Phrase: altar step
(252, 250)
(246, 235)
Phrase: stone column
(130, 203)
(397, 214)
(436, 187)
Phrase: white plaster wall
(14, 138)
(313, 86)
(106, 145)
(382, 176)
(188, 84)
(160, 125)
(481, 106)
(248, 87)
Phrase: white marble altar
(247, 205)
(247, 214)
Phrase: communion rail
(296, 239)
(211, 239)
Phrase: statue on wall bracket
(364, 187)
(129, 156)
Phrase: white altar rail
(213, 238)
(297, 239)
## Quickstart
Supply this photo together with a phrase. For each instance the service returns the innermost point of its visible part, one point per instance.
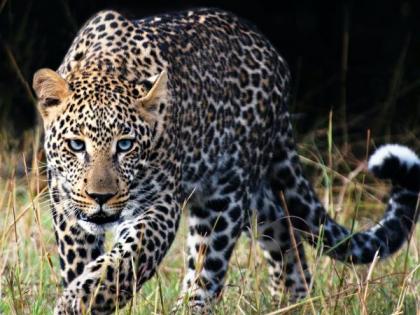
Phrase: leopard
(190, 108)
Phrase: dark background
(360, 59)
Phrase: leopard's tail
(394, 162)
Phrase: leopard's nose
(100, 198)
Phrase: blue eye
(76, 145)
(124, 145)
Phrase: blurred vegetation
(359, 59)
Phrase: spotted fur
(202, 98)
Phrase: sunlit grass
(29, 267)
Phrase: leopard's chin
(97, 229)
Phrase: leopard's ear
(149, 103)
(51, 90)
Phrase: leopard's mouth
(100, 218)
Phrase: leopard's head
(99, 131)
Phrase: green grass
(29, 267)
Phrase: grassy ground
(29, 267)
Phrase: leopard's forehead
(100, 106)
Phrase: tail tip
(395, 162)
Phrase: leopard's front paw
(68, 305)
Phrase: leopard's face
(98, 136)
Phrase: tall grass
(29, 268)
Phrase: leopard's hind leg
(284, 253)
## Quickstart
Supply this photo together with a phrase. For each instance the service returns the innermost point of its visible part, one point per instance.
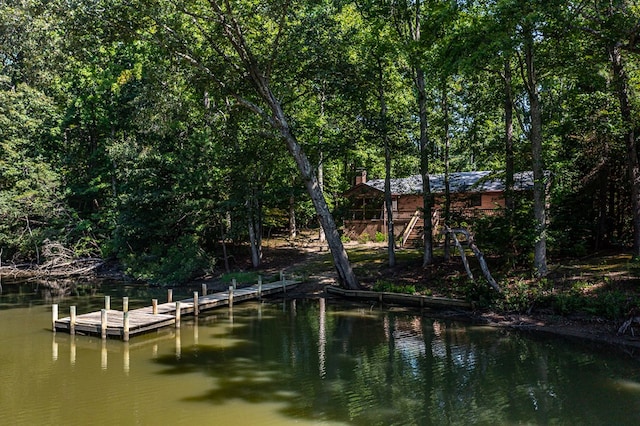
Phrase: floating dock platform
(127, 323)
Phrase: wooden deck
(123, 325)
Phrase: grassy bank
(605, 285)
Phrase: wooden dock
(127, 323)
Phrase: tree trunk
(508, 139)
(254, 241)
(447, 185)
(391, 243)
(427, 203)
(621, 81)
(321, 236)
(293, 231)
(539, 197)
(278, 120)
(346, 277)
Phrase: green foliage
(169, 264)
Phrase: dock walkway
(126, 323)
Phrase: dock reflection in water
(309, 362)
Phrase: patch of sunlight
(286, 394)
(627, 385)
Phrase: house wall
(407, 205)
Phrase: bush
(165, 265)
(390, 287)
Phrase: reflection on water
(308, 362)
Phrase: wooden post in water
(103, 323)
(54, 316)
(72, 320)
(178, 314)
(125, 326)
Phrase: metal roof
(482, 181)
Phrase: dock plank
(143, 320)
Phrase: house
(472, 194)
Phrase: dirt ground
(309, 260)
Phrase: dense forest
(159, 133)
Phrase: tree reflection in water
(327, 362)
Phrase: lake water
(300, 362)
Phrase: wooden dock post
(72, 320)
(103, 323)
(125, 326)
(54, 316)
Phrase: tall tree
(245, 42)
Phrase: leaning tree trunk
(391, 239)
(234, 33)
(508, 139)
(254, 234)
(447, 170)
(633, 165)
(539, 198)
(427, 203)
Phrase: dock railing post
(103, 323)
(54, 316)
(72, 320)
(125, 326)
(178, 314)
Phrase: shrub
(390, 287)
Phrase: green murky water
(302, 362)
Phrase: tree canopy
(157, 132)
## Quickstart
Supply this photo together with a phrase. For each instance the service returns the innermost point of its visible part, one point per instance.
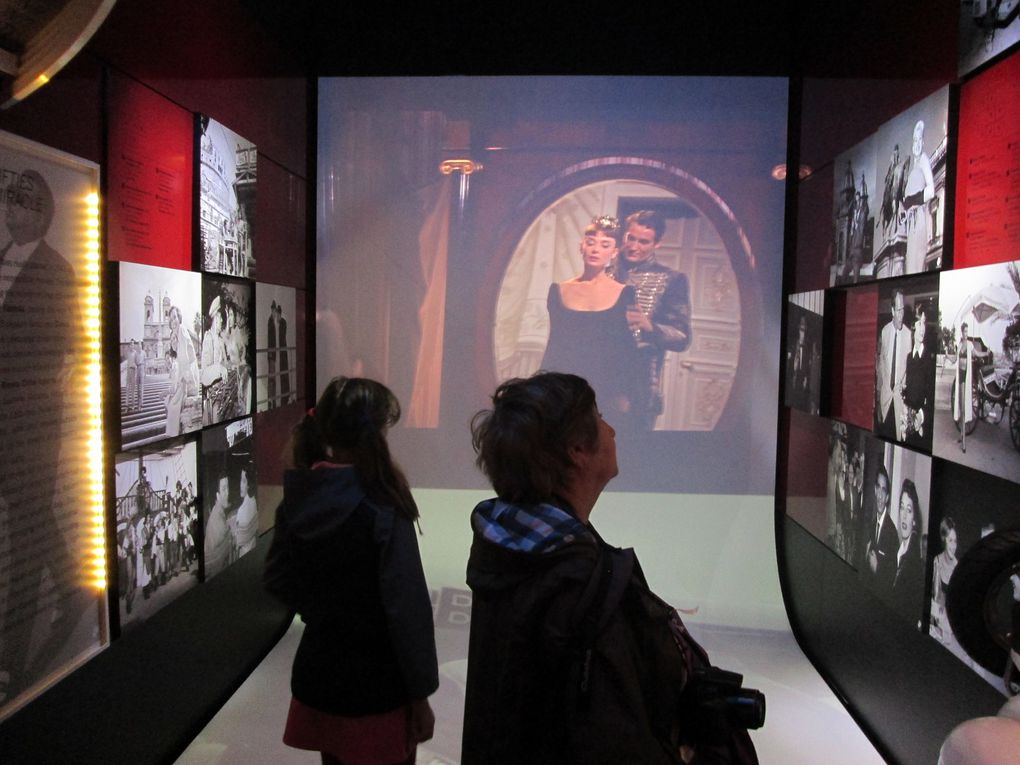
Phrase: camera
(719, 692)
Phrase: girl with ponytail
(345, 557)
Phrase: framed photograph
(967, 506)
(977, 402)
(156, 527)
(893, 541)
(230, 512)
(275, 346)
(804, 350)
(855, 209)
(52, 588)
(845, 493)
(912, 151)
(226, 174)
(150, 149)
(160, 347)
(225, 361)
(987, 216)
(987, 28)
(905, 361)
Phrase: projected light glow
(94, 394)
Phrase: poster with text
(149, 201)
(987, 207)
(52, 580)
(227, 165)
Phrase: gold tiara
(606, 221)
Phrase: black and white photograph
(987, 28)
(230, 511)
(905, 361)
(845, 494)
(911, 151)
(225, 360)
(275, 346)
(896, 492)
(160, 343)
(157, 527)
(804, 350)
(227, 165)
(52, 608)
(856, 200)
(971, 507)
(977, 401)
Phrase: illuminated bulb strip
(94, 388)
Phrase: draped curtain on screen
(385, 233)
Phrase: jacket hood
(513, 543)
(312, 500)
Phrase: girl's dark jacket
(351, 568)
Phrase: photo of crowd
(157, 525)
(230, 508)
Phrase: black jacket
(351, 568)
(526, 700)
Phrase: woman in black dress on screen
(589, 335)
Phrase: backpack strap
(599, 602)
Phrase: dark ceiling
(866, 38)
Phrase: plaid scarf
(534, 528)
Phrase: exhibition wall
(900, 424)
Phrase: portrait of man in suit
(880, 553)
(39, 330)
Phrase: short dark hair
(911, 491)
(523, 443)
(650, 219)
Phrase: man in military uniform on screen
(661, 319)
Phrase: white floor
(805, 725)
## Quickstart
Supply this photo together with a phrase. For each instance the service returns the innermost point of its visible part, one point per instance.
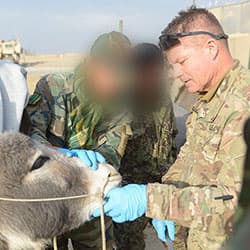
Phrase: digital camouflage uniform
(241, 239)
(63, 116)
(147, 157)
(209, 166)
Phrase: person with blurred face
(201, 189)
(84, 110)
(151, 150)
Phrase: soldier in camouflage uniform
(201, 189)
(151, 151)
(241, 239)
(74, 111)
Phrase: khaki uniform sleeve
(188, 204)
(39, 109)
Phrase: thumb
(171, 230)
(160, 229)
(97, 213)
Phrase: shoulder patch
(34, 99)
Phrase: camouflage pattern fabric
(241, 239)
(203, 185)
(59, 119)
(148, 155)
(63, 115)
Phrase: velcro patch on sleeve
(34, 99)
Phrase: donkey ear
(3, 243)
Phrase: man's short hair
(194, 19)
(146, 54)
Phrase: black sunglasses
(169, 40)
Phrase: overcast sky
(58, 26)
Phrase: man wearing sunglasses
(201, 189)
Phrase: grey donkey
(30, 170)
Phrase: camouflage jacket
(209, 166)
(60, 119)
(151, 150)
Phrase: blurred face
(104, 81)
(193, 64)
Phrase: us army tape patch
(34, 99)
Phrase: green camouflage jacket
(60, 119)
(209, 166)
(151, 150)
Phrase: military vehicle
(11, 50)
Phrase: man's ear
(213, 49)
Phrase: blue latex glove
(125, 203)
(89, 157)
(164, 228)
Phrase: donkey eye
(40, 161)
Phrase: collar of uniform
(208, 96)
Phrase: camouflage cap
(112, 46)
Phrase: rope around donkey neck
(100, 195)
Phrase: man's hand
(164, 229)
(90, 158)
(125, 203)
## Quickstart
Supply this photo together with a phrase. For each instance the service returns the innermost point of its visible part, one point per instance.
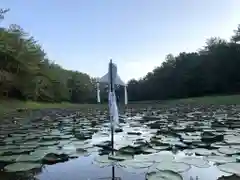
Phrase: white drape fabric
(125, 95)
(113, 109)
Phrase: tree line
(213, 70)
(27, 73)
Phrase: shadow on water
(84, 169)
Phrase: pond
(179, 143)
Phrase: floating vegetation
(156, 142)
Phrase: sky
(137, 35)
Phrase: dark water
(84, 169)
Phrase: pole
(111, 118)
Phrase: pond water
(182, 142)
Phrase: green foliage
(212, 70)
(26, 72)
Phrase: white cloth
(98, 93)
(113, 109)
(125, 95)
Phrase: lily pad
(28, 158)
(8, 159)
(221, 159)
(135, 164)
(20, 167)
(157, 157)
(177, 167)
(103, 160)
(228, 150)
(163, 175)
(198, 162)
(233, 168)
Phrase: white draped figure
(112, 79)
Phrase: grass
(217, 100)
(9, 106)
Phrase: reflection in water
(83, 168)
(30, 175)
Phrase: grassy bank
(217, 100)
(9, 106)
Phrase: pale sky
(137, 34)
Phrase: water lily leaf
(8, 159)
(233, 168)
(103, 161)
(198, 162)
(28, 158)
(157, 157)
(163, 175)
(20, 167)
(202, 152)
(160, 148)
(48, 143)
(228, 150)
(135, 164)
(171, 166)
(221, 159)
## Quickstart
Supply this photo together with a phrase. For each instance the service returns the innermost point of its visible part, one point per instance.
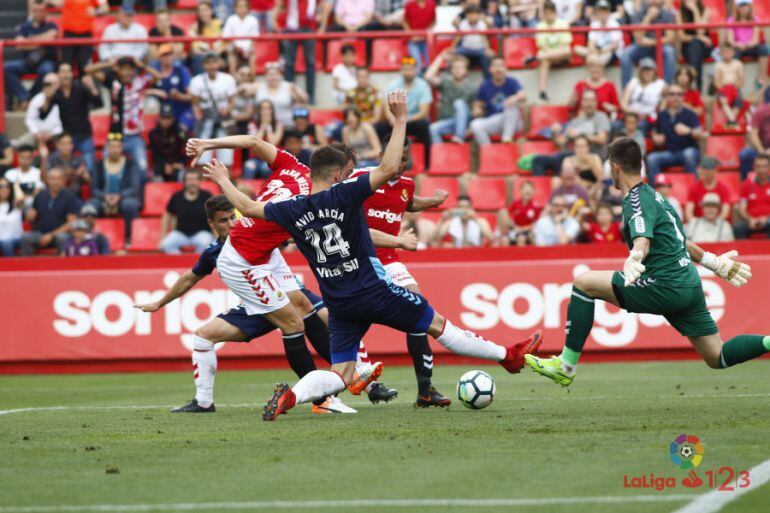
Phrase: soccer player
(658, 277)
(330, 230)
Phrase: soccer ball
(476, 389)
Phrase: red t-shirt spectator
(611, 234)
(420, 17)
(757, 197)
(698, 190)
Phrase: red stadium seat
(542, 188)
(113, 229)
(488, 193)
(450, 159)
(387, 54)
(156, 196)
(516, 50)
(334, 52)
(430, 184)
(145, 234)
(498, 159)
(543, 116)
(725, 148)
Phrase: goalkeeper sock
(742, 349)
(580, 320)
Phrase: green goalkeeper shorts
(683, 307)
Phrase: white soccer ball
(476, 389)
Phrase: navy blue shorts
(389, 305)
(255, 326)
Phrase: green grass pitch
(111, 441)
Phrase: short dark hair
(325, 161)
(626, 153)
(218, 203)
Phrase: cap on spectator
(648, 63)
(711, 198)
(709, 162)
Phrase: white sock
(467, 343)
(205, 370)
(317, 385)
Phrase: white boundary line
(363, 503)
(715, 500)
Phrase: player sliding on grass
(658, 277)
(330, 230)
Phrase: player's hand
(408, 240)
(735, 273)
(633, 267)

# # # # # # #

## [Your goal]
Copy nothing outside the span: please output the lines from the one with "Phrase: military vehicle" through the end of the entries above, and skip the pictures.

## [Right answer]
Phrase: military vehicle
(11, 50)
Phrase: man's ear
(213, 49)
Phrase: blue latex glove
(125, 203)
(89, 157)
(164, 228)
Phrase: donkey eye
(40, 161)
Phrase: collar of uniform
(208, 96)
Phrase: camouflage cap
(112, 46)
Phrase: rope around donkey neck
(100, 195)
Phrase: man's hand
(164, 229)
(90, 158)
(125, 203)
## Quickstart
Supply this photo together with a phrase. For each instance the service returns the innermost point of its visible part, one point per instance.
Phrase: white drape fabric
(125, 95)
(113, 109)
Phrase: tree line
(213, 70)
(27, 73)
Phrase: shadow on water
(84, 169)
Phrase: pond
(179, 143)
Phrase: floating vegetation
(156, 142)
Phrase: sky
(137, 35)
Phrase: dark water
(84, 169)
Phrase: pole
(111, 118)
Phrase: pond water
(182, 142)
Phrase: green foliage
(212, 70)
(26, 72)
Phrase: white cloth
(98, 93)
(113, 109)
(125, 95)
Phrase: lily pad
(28, 158)
(8, 159)
(221, 159)
(135, 164)
(20, 167)
(157, 157)
(177, 167)
(103, 160)
(228, 150)
(163, 175)
(198, 162)
(233, 168)
Phrase: white draped figure
(112, 79)
Phrase: grass
(217, 100)
(9, 106)
Phrase: reflection in water
(83, 168)
(30, 175)
Phrase: grassy bank
(217, 100)
(9, 106)
Phrase: pale sky
(137, 34)
Phrase: water lily leaf
(8, 159)
(233, 168)
(103, 161)
(198, 162)
(28, 158)
(157, 157)
(163, 175)
(20, 167)
(202, 152)
(160, 148)
(48, 143)
(228, 150)
(135, 164)
(171, 166)
(221, 159)
## Quickstart
Supply this photo together with a phrase. For each instance the service returns the innermost point of its visible part, one point per instance.
Phrase: soccer player
(658, 277)
(330, 230)
Phrase: soccer ball
(476, 389)
Phrase: red t-shirt spectator
(611, 234)
(420, 17)
(757, 197)
(698, 190)
Phrase: red stadium seat
(542, 188)
(113, 229)
(488, 193)
(450, 159)
(387, 54)
(156, 196)
(516, 50)
(334, 52)
(430, 184)
(145, 234)
(498, 159)
(543, 116)
(725, 148)
Phrase: goalkeeper sock
(742, 349)
(580, 320)
Phrase: green goalkeeper shorts
(683, 307)
Phrase: white soccer ball
(476, 389)
Phrase: navy blue shorts
(389, 305)
(255, 326)
Phrase: green grass pitch
(111, 441)
Phrase: short dark hair
(325, 161)
(626, 153)
(218, 203)
Phrase: cap on spectator
(648, 63)
(711, 198)
(709, 162)
Phrase: white sock
(467, 343)
(205, 370)
(317, 385)
Phrase: white boundary line
(363, 503)
(715, 500)
Phrase: player sliding on grass
(658, 277)
(330, 230)
Phrase: player's hand
(408, 240)
(735, 273)
(633, 267)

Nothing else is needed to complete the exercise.